• What the exercise asks
In the text about Fort Knox below, how were the soldiers guarding the Bullion Depository tricked into leaving in 1963?

• Source text
====

Back around 2009, a guy by the name of Rob Kirby wrote a story about how all the gold in Fort Knox was stolen. It was a whopper of a story, with a few big giant holes. But just about everybody seemed to believe it, with nobody seeming to question it.

So, we wrote an article at Kitco (which quickly got moved to the 'members only' section, and then later sent to the bit bucket), with a satirical piece like his. Only it was a lot more absurd (with us supposedly getting a recording of the girls calling "Lunch Time, Boys!" -- which distracted guards that were hungry due to the baloney cartel). Crazy. But the first few responses were people who believed it (until they read that it was fake).

For propserity, here it is:

The REAL TRUTH about Tungsten Bars in Fort Knox 

Hi All,

Mr. Kirby recently told a whopper of a tale about how all the gold in Fort Knox was stolen in the 1990s. In
reality, NO GOLD WAS STOLEN! Here I prove it with plenty of alleged evidence.

When I read his story, I immediately wondered why there would be 1.3-1.5 million 400 ounce bars of tungsten
shaped like gold bars sitting in Eastern Europe. And the logistics seemed impossible. And getting into and
out of Fort Knox seemed impossible, too. So I researched, did more research, and even more.

Amazingly, it turns out that Mr. Kirby's tale is almost COMPLETELY TRUE! He just didn't get a couple key
details from before and after the mission.

President Clinton did indeed plan this, and went through with it with some help from President Bush. The
key missing detail after the mission, though, was that when all the gold from Fort Knox was brought to an
undisclosed location, it was discovered that it was not real! All the bars, too, were made of tungsten!

President Clinton thought that he came up with this amazing plan all on his own. However, it turns out when
he was younger, he stumbled across a top-secret paper written by President Kennedy in early 1963, shortly
after the Cuban Missle Crisis. Kennedy outlined the details of how he collaborated with the Tungsten Cabal
(located in Eastern Europe, which was happy to get massive amounts of tungsten off the market for many
years, to keep the POT (price of tungsten) up) to move all the gold out of Fort Knox to a safer location,
on January 14 or January 16, 1963. The details stuck in President Clinton's subconscious, but he forgot
all about having read it.

This explains why there were 1.3-1.5 million tungsten bars lying around in Eastern Europe, and why they
were shaped exactly like 400-ounce gold bars. And, it confirms beyond any doubt that logistically it could
be pulled off (since it was already done in 1963).

The key difference in the missions is that in 1963, the soldiers guarding the Bullion Depository were
tricked into leaving by playing loud recordings of air raid sirens (remember, this was in the height of
the cold war). They would immediately run for cover for a few hours to a day, during which time the gold
was replaced with tungsten. When the soldiers returned, the operators of the clandestine mission would 
quickly change from pulling the real gold AWAY from the depository to pushing the gold TOWARDS the 
depository, and claim that they were charged with temporarily removing gold during potential air raids
(by Executive Order), and were returning the gold. The soldiers, thankful to be alive, bought it.

====

• Given material
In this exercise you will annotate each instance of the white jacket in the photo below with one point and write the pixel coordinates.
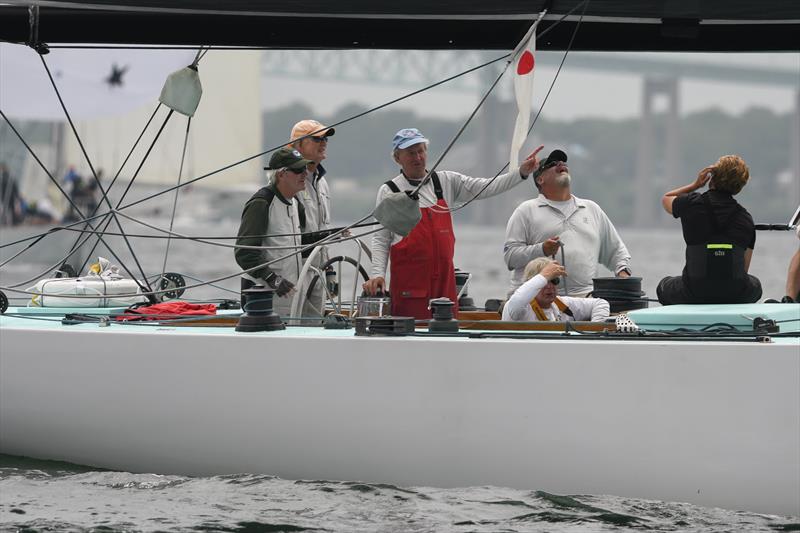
(456, 187)
(588, 235)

====

• Problem solution
They were tricked by loud recordings of air raid sirens.